Named object pointing rows
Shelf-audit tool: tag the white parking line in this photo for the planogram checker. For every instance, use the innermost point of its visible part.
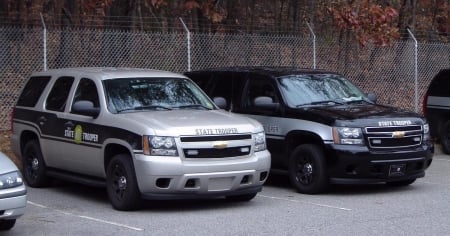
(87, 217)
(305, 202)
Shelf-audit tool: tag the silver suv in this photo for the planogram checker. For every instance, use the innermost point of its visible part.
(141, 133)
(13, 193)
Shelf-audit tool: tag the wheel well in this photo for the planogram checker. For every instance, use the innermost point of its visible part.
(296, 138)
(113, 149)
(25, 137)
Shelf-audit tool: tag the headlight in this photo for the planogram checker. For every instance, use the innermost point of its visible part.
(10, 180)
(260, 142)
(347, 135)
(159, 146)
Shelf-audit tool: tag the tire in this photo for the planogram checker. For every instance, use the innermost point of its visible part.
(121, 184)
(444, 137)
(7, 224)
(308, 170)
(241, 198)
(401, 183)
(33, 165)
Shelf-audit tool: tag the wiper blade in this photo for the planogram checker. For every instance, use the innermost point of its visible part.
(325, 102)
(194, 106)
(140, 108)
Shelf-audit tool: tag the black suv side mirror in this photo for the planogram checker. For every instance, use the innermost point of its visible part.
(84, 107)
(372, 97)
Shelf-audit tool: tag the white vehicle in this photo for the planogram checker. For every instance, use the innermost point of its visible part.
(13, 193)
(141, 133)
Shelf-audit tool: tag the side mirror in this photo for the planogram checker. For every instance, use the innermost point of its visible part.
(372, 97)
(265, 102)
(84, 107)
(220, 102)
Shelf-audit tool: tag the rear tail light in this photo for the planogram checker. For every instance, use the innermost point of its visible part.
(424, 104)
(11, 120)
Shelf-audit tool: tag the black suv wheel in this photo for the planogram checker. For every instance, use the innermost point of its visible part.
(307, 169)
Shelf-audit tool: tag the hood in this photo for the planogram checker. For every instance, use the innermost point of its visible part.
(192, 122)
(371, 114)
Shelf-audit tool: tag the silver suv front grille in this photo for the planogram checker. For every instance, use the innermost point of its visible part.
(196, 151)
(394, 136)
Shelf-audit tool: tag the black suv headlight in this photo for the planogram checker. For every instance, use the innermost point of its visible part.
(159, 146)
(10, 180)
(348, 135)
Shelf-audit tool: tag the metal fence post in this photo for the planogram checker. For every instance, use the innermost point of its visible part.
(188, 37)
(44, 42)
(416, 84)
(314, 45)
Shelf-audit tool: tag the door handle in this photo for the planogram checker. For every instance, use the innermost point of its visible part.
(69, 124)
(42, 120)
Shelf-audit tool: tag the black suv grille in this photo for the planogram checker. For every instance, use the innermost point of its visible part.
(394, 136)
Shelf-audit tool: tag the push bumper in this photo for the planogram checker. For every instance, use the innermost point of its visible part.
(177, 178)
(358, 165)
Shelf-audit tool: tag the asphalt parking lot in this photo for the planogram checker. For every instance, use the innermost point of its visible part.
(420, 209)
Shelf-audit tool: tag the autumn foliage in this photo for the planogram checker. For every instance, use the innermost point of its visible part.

--

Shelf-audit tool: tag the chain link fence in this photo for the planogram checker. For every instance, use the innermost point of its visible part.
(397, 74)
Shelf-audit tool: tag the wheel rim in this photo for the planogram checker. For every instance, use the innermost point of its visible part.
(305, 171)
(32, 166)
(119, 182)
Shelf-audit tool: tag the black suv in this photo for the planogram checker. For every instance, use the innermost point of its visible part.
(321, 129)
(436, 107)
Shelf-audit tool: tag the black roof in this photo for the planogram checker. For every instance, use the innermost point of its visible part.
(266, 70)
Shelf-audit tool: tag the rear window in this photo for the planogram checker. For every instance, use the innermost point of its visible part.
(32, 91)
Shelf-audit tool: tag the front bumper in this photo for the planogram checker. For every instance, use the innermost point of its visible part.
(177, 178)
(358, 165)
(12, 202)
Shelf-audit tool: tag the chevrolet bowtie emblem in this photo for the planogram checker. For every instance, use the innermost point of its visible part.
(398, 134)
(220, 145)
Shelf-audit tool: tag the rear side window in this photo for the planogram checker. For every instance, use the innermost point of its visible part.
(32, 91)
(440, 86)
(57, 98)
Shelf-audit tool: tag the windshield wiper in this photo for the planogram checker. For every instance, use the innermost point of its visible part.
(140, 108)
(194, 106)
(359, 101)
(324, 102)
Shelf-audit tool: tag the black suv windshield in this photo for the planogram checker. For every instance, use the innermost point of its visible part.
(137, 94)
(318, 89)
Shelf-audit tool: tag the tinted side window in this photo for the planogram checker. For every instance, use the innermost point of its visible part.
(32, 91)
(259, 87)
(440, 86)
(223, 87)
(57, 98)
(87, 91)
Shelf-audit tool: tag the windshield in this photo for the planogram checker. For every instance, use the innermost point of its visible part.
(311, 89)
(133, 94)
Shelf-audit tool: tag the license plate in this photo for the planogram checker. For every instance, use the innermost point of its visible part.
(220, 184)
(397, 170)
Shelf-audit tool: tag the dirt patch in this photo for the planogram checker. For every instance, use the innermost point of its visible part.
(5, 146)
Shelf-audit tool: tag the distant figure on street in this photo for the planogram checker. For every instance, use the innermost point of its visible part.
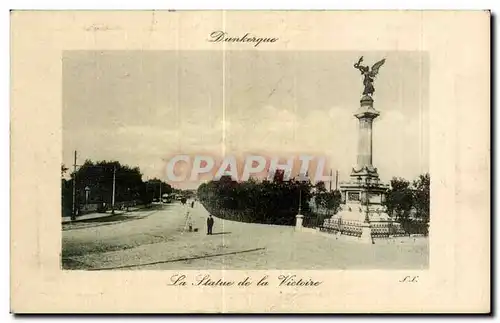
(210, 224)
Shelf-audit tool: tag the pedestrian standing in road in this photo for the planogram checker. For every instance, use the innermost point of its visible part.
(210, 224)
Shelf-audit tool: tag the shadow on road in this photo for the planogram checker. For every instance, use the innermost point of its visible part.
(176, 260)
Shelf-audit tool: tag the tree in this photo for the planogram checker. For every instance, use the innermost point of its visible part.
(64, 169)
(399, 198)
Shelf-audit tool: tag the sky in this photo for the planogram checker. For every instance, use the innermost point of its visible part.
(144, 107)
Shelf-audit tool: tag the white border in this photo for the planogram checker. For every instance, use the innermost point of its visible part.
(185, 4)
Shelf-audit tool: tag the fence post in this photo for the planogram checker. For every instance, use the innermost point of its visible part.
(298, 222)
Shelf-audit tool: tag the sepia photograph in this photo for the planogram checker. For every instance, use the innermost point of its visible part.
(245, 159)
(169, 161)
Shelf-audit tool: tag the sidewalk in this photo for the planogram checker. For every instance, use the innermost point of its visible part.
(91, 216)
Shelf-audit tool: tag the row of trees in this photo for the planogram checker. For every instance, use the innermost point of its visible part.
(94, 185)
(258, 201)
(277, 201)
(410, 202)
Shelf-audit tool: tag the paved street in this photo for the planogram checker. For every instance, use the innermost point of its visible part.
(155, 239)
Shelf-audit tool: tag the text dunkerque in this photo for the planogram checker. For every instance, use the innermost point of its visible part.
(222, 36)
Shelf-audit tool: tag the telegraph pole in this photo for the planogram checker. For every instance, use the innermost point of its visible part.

Task brief
Count the lines in the rows above that contain the word "silver". Reply with the number alone.

Exercise output
2